- Task to carry out:
Please set down all of the data below verbatim.

Natural language region descriptions:
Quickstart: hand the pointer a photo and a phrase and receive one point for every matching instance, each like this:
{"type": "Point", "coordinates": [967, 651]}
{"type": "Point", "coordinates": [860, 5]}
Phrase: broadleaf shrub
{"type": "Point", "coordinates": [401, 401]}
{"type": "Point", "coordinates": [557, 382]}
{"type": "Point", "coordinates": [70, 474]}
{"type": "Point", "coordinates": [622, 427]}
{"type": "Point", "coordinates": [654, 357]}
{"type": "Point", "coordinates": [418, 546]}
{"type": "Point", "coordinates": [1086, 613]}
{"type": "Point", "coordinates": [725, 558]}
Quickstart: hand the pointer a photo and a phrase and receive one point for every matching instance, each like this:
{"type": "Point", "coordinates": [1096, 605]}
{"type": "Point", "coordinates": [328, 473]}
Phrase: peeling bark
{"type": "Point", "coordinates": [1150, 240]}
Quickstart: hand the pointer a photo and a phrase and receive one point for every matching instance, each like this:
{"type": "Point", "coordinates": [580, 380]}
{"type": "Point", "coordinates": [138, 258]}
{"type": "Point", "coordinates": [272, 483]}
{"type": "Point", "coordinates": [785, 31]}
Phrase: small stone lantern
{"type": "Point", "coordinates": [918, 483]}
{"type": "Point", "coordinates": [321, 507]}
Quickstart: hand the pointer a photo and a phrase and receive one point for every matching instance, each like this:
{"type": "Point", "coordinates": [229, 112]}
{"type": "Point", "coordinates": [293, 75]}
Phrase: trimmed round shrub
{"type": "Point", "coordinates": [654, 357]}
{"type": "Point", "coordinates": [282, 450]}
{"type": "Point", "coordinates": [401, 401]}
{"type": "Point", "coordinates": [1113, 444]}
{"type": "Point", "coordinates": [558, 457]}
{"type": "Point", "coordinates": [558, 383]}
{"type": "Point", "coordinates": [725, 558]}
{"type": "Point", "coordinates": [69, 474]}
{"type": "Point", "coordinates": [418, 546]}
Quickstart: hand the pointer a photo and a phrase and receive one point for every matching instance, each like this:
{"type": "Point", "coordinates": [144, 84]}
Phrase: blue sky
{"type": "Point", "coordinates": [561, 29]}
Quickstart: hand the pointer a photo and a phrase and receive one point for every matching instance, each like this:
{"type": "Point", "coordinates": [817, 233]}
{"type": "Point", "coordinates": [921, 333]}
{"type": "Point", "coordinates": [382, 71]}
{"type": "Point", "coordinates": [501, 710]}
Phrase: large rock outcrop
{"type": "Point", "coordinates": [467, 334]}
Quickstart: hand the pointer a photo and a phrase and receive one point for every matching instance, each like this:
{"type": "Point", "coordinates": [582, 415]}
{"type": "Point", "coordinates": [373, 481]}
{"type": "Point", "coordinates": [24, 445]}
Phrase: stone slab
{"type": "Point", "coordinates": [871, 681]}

- Response area:
Quickstart: hand the pointer a photo and a phrase and receive one point for every matching instance, each like this:
{"type": "Point", "coordinates": [967, 651]}
{"type": "Point", "coordinates": [860, 5]}
Phrase: broadleaf shrub
{"type": "Point", "coordinates": [401, 401]}
{"type": "Point", "coordinates": [557, 382]}
{"type": "Point", "coordinates": [70, 474]}
{"type": "Point", "coordinates": [622, 427]}
{"type": "Point", "coordinates": [654, 357]}
{"type": "Point", "coordinates": [418, 546]}
{"type": "Point", "coordinates": [1086, 613]}
{"type": "Point", "coordinates": [725, 558]}
Quickstart: hand the pointer a photo and a phrase and receive one point for every matching instance, each like this:
{"type": "Point", "coordinates": [1096, 605]}
{"type": "Point", "coordinates": [328, 473]}
Phrase: peeling bark
{"type": "Point", "coordinates": [1150, 240]}
Quickstart: hand the pointer a photo and a phrase and receive one point for every matching instance, each like this:
{"type": "Point", "coordinates": [580, 380]}
{"type": "Point", "coordinates": [138, 258]}
{"type": "Point", "coordinates": [272, 483]}
{"type": "Point", "coordinates": [785, 31]}
Phrase: small stone lantern
{"type": "Point", "coordinates": [918, 483]}
{"type": "Point", "coordinates": [321, 507]}
Quickstart: hand the pointer a photo and a phrase and receive one point for every matching instance, each like this:
{"type": "Point", "coordinates": [229, 112]}
{"type": "Point", "coordinates": [293, 75]}
Phrase: trimmed round shrub
{"type": "Point", "coordinates": [654, 357]}
{"type": "Point", "coordinates": [282, 450]}
{"type": "Point", "coordinates": [401, 401]}
{"type": "Point", "coordinates": [1113, 444]}
{"type": "Point", "coordinates": [558, 457]}
{"type": "Point", "coordinates": [558, 383]}
{"type": "Point", "coordinates": [725, 558]}
{"type": "Point", "coordinates": [69, 474]}
{"type": "Point", "coordinates": [418, 546]}
Quickstart: hand the pointer a photo and a phrase and receive one point for every matching instance, each like this:
{"type": "Point", "coordinates": [144, 84]}
Phrase: blue sky
{"type": "Point", "coordinates": [561, 29]}
Quickstart: hand the pointer a photo and a phrase and receive one point for every matching instance, each like this:
{"type": "Point", "coordinates": [817, 233]}
{"type": "Point", "coordinates": [921, 333]}
{"type": "Point", "coordinates": [382, 71]}
{"type": "Point", "coordinates": [501, 710]}
Phrase: large rock outcrop
{"type": "Point", "coordinates": [467, 334]}
Quickstart: hand the pointer a photo and a phrase and receive one point for every matching instance, each like this:
{"type": "Point", "coordinates": [582, 415]}
{"type": "Point", "coordinates": [373, 481]}
{"type": "Point", "coordinates": [24, 445]}
Phrase: stone slab
{"type": "Point", "coordinates": [871, 681]}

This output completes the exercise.